Document

+++

# Switch Homebrew bounty month 4 on hold until Autumn 2019



## Costello (May 25, 2019)

As we're going through a bit of a rough patch financially we are going to delay the last month of the homebrew bounty until next Autumn.
Before you ask, nothing's really wrong with the site, it's just that ad revenue is lower than anticipated, this is normal stuff that can happen  
So if you are working on a game, well keep up the good work and make sure it's polished by Autumn


----------



## Scarlet (May 25, 2019)

Why not just kick the bounty off now and have it end at a tentative *Autumn date? I can completely understand the circumstances of you wanting to postpone it, but doing it this way would mean that if people have actually been working on a game since it was announced, the community could benefit from it now, while they are still able to enter and have a chance at winning something.

Just a suggestion anyway o/


----------



## Costello (May 25, 2019)

Scarlet said:


> Why not just kick the bounty off now and have it end at a tentative *Autumn date? I can completely understand the circumstances of you wanting to postpone it, but doing it this way would mean that if people have actually been working on a game since it was announced, the community could benefit from it now, while they are still able to enter and have a chance at winning something.
> 
> Just a suggestion anyway o/


What you said makes sense, but we have sponsors and the deals we made with them are for a given period of time.
We can neither give them free extra exposure time, nor ask them to pay more.

Besides, the bounty thread clearly states that developers don't have to wait until the "month" officially starts to begin working on their project. This is also why the "game month" is the last of them - because developing a game takes so much time so I imagine people have been working on their projects for ages.

Homebrew game developers that wish to enter the Bounty can either release a preview of their game right now, and provide a major update later when the competition officially starts (yay, homebrew DLCs lol). Or they can wait until the competition starts before exposing their project, and use the inbetween time to polish it up.


----------



## CompSciOrBust (Dec 17, 2019)

Any update on this?


----------



## Costello (Dec 28, 2019)

CompSciOrBust said:


> Any update on this?


we are still under the water financially due to being blacklisted by google ads and whatnot.
but we will eventually finish this  saving up at the moment!


----------

+++

Provided records
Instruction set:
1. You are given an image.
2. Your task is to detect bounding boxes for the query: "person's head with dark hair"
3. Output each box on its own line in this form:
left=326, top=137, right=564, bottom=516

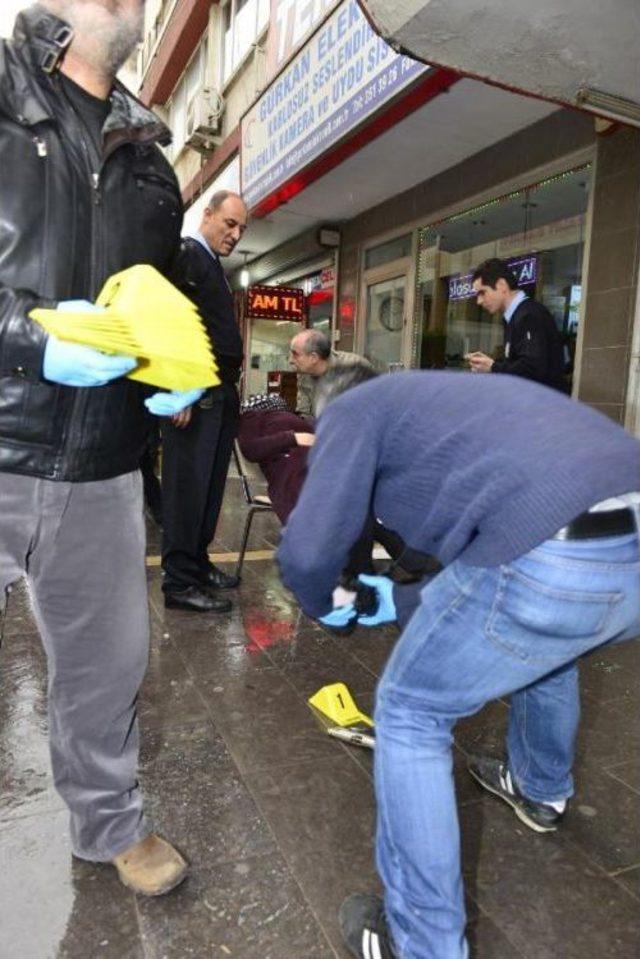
left=472, top=257, right=518, bottom=314
left=200, top=190, right=247, bottom=256
left=315, top=360, right=379, bottom=416
left=289, top=330, right=331, bottom=377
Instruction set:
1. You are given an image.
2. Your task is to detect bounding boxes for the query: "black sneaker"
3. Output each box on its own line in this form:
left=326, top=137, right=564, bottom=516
left=339, top=892, right=398, bottom=959
left=467, top=756, right=564, bottom=832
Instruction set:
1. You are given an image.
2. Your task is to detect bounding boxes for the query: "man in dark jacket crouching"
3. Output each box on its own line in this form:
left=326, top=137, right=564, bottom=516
left=0, top=0, right=192, bottom=895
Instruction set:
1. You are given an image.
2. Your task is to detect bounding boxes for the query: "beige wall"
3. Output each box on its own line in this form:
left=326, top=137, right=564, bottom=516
left=578, top=128, right=640, bottom=423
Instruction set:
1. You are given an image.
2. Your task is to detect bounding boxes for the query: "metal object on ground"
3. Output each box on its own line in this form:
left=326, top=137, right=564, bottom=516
left=327, top=726, right=376, bottom=749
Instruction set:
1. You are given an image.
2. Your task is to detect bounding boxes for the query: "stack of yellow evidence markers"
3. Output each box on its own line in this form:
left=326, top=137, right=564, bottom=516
left=29, top=265, right=220, bottom=390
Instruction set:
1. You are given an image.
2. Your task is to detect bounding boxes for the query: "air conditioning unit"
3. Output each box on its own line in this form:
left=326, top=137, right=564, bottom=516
left=185, top=87, right=224, bottom=154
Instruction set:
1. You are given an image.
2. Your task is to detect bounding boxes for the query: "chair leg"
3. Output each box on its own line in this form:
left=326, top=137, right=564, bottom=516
left=236, top=506, right=257, bottom=577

+++

Tasks for this exercise
- 1) Answer these from the forum thread:
(a) In the first post, what is said to be lower than anticipated?
(b) According to Costello's reply to Scarlet, what two things can't be done with the sponsors?
(c) In the December 28 post, what has the site been blacklisted by?
- 2) Decide whether each statement agrees with the forum thread. Answer yes or no, and quote the words that decide it.
(a) Something is seriously wrong with the site.
(b) Developers must wait until the month officially starts before working on their project.
(c) The game month is the last of the bounty months.
- 3) Please revise the part of the forum thread starting at "we are still" and ending at "at the moment!", with "blacklisted" replaced by "banned".

Written responses
- 1)
(a) Ad revenue.
(b) They can neither give the sponsors free extra exposure time nor ask them to pay more.
(c) Google ads.

- 2)
(a) No: "nothing's really wrong with the site"
(b) No: "developers don't have to wait until the "month" officially starts to begin working on their project"
(c) Yes: "This is also why the "game month" is the last of them"

- 3)
we are still under the water financially due to being banned by google ads and whatnot.
but we will eventually finish this  saving up at the moment!